Copy every item below word for word, leaving out the pictures.

+++ SOURCE DATA +++

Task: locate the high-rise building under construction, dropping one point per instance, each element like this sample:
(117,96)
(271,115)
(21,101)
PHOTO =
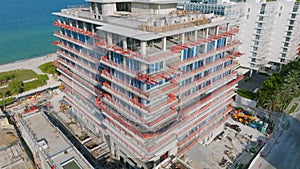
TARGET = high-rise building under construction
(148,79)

+++

→ **FINAL ANSWER**
Task: locate the high-rise building under construction, dropping one point per instance, each element like this sample:
(117,96)
(271,115)
(21,101)
PHOTO =
TARGET = high-rise building under construction
(148,79)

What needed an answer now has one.